> **Work request 1**
According to the alopecia passage, how long has the writer lived in Hoi An, Vietnam?
> **Work request 2**
Copy the portion of the alopecia passage between "You will always" and "scream small-town Ireland.", inclusive.

------ Source passage

These human interactions are way deeper than coffee shop small talk. And I cherish them, but at the same time, they can be pretty draining. Imagine popping out for a quick americano and then having an impromptu group therapy session.

Woman with completely bald head looking away

The Bad

I’ve written before about some of the stranger reactions I’ve had to alopecia while travelling around the world…but the worst, I would say, was this one. 

Once, back in my corporate Dublin days, I went on a team bonding trip to Prague to meet our Czech colleagues. We played silly games, we drank, we explored, and had a great time.

One evening, on the way back from our staff party, a male colleague fell into step beside me and asked if he could “talk to me for a moment”.

He then quite seriously said:

“Why don’t you cover up your head? You look ill…and it makes me feel quite sick looking at it.”

I’m not one for confrontation. And I was standing in a laneway in a strange city at night. So I just apologised, sped up my pace and got out of that situation as quickly as I could.

That’s right, I apologised for my own bald head. 

It wasn’t the nicest experience, and let’s just say, it didn’t do wonders for my confidence.

And the Vietnamese

I’ve lived in Hoi An, Vietnam, for almost a decade now. And there are actually quite a few similarities between Irish people and Vietnamese people. They both love a drinking session. They both love singing. And everyone seems somehow related to everyone else.

But there are some big differences, too.

Irish people will do almost anything to avoid asking a direct question. Vietnamese people, on the other hand, tend to head straight for the jugular every single time.

It cuts both ways. I get far more pointing, staring and laughing here than I ever did back home. Especially on the beach, where groups of kids, and occasionally full-grown adults, will openly point my bald head out to each other.

Where the Vietnamese directness actually helps, though, is in the questions themselves.

“Where is your hair?” is a classic. But it’s usually asked with such genuine curiosity that it’s actually quite easy to answer honestly.

In Ireland or the UK, the question often arrives wrapped in layers of social awkwardness and pity:

“Oh gosh… if you don’t mind me asking… what’s going on there, with your…em, well…you know?!”

Whereas in Vietnam, it’s often just:

“Where your hair go?”

Oddly enough, I often prefer the second version.

It feels less loaded. Less like people aren’t about to unleash their pity party on me as soon as I answer.

Woman with hairloss headscarf having a relaxed drink.

You will always get looks and questions 

So what do I do? Well, it happens less often now. I live in a small town and go to the same places repeatedly; everyone knows me as the bald girl of Hoi An.

Often, when I meet a local for the first time, they tell me they know me, they’ve seen me around, that I’ve got two girls and that I like yellow. All true.

It’s a bit creepy, but also a bit liberating. You don’t have to explain yourself.

Most of the time now, I wear a headscarf, and with my bald head wrapped up, I get far fewer questions. On the days I do cover up, these are the scarves I wear, made here in Hoi An, which feels fitting. Although I still get more questions than you might imagine.

People don’t ask if I’m sick, but I do still get people curious about where I come from. A big bright headscarf doesn’t exactly scream small-town Ireland.

Quite often, people assume I’m Muslim. I’ve been asked if I’m Turkish or Iranian a few times, which, considering how beautiful the women from those countries are, I’ll happily take any day of the week.

Most of the time, it’s a perfectly nice question to answer, but occasionally it comes with an edge. If it’s some bloke in a bar slurring, “Where are you from then, luv?” or “What’s with the headscarf?” I give it exactly the answer it deserves. I’ll leave you to fill that one in for yourself.

Final Thoughts

People are always going to project things onto you.

Bald head out, it might be pity, compassion or curiosity. Headscarf on, people might start guessing your religion, your ethnicity or your story.

Eventually, though, you realise most of these projections have very little to do with you at all.

They’re just people trying to make sense of what they see.

And honestly, most days now, I just get on with enjoying my coffee.

------------
------ Provided material

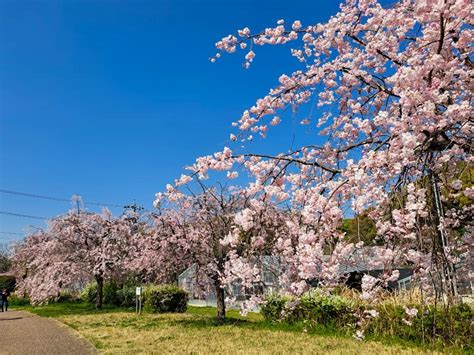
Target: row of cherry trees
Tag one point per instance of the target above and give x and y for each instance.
(389, 95)
(393, 91)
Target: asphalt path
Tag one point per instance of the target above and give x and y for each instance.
(25, 333)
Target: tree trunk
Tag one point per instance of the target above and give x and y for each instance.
(100, 291)
(220, 302)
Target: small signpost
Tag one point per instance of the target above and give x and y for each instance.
(138, 300)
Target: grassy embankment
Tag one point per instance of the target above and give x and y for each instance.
(115, 330)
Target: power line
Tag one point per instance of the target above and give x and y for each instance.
(21, 215)
(51, 198)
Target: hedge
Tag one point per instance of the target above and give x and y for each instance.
(165, 298)
(452, 326)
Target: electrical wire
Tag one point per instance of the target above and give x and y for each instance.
(51, 198)
(21, 215)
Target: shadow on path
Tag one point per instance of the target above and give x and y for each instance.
(30, 334)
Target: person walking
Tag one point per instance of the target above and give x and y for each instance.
(4, 300)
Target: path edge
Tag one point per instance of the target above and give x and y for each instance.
(70, 330)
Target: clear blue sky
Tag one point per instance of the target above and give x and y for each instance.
(111, 99)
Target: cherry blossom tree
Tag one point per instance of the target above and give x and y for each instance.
(391, 89)
(75, 248)
(201, 230)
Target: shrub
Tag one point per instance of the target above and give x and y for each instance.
(453, 325)
(315, 307)
(68, 296)
(127, 296)
(89, 293)
(166, 298)
(110, 294)
(273, 306)
(7, 282)
(114, 295)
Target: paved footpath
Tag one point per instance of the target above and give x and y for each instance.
(26, 333)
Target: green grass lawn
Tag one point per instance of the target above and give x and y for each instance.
(114, 330)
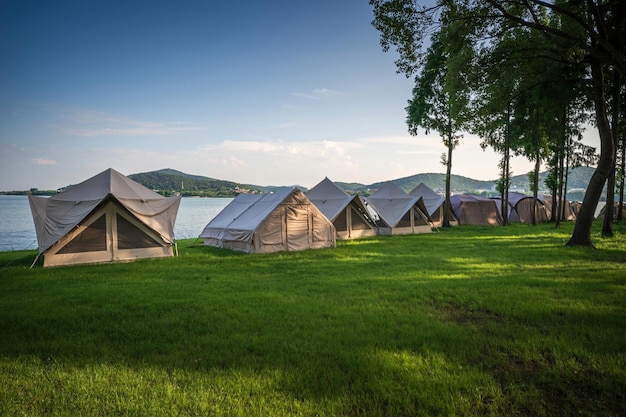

------------

> **Answer space 1**
Almost a decade.

> **Answer space 2**
You will always get looks and questions 

So what do I do? Well, it happens less often now. I live in a small town and go to the same places repeatedly; everyone knows me as the bald girl of Hoi An.

Often, when I meet a local for the first time, they tell me they know me, they’ve seen me around, that I’ve got two girls and that I like yellow. All true.

It’s a bit creepy, but also a bit liberating. You don’t have to explain yourself.

Most of the time now, I wear a headscarf, and with my bald head wrapped up, I get far fewer questions. On the days I do cover up, these are the scarves I wear, made here in Hoi An, which feels fitting. Although I still get more questions than you might imagine.

People don’t ask if I’m sick, but I do still get people curious about where I come from. A big bright headscarf doesn’t exactly scream small-town Ireland.